*** Records supplied ***

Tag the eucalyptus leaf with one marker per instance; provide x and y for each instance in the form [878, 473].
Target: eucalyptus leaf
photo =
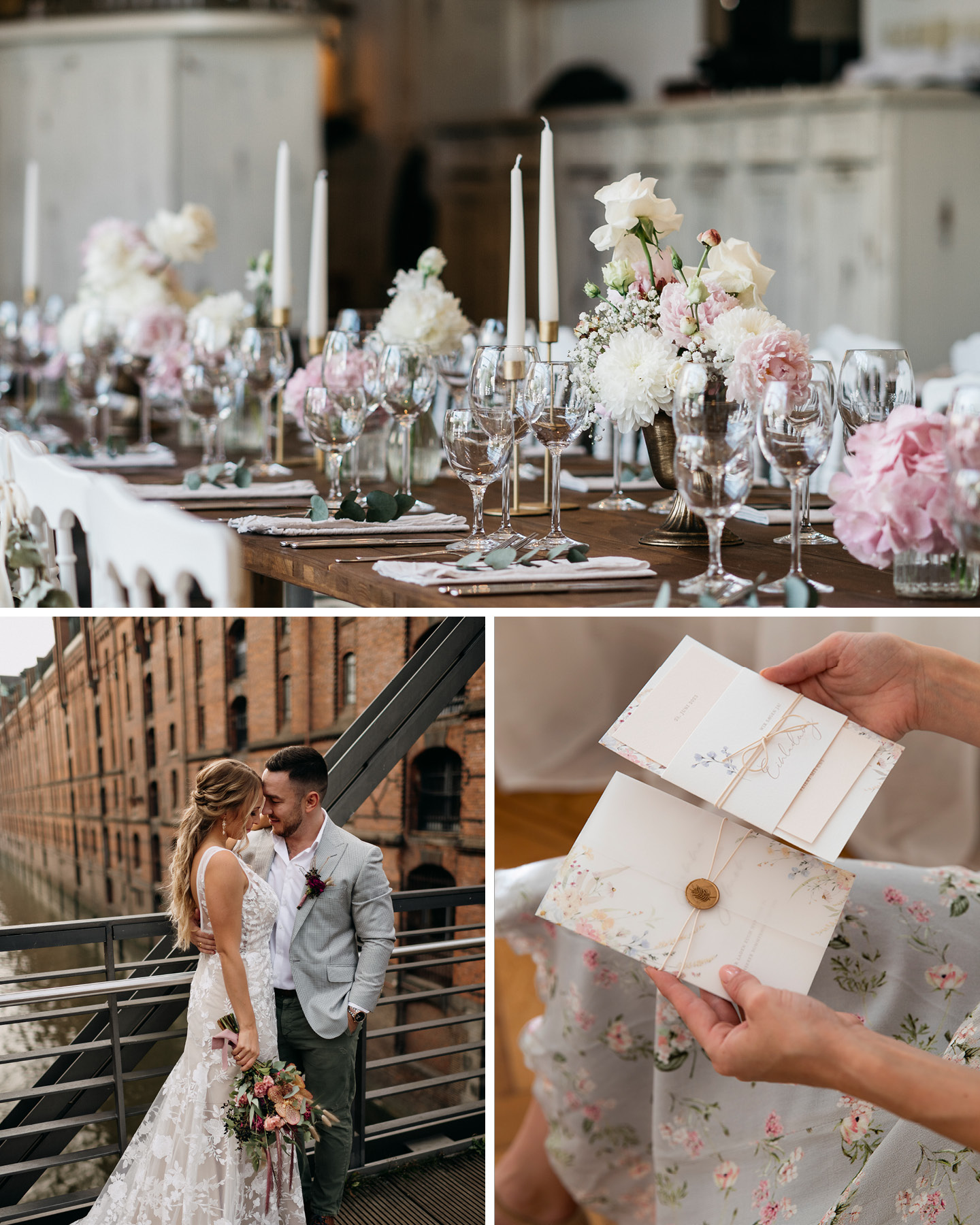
[500, 557]
[318, 510]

***

| What the exercise asks |
Copy out all of the data above, line for line, but move every answer coordinate by adding 40 to each x and y value. Leave the format sample unchanged, and omit the pictures.

| Correct response |
Tag the eucalyptus leaf with one marker per instance; provide x and y for each instance in the form [878, 473].
Target: eucalyptus leaf
photo =
[540, 597]
[358, 550]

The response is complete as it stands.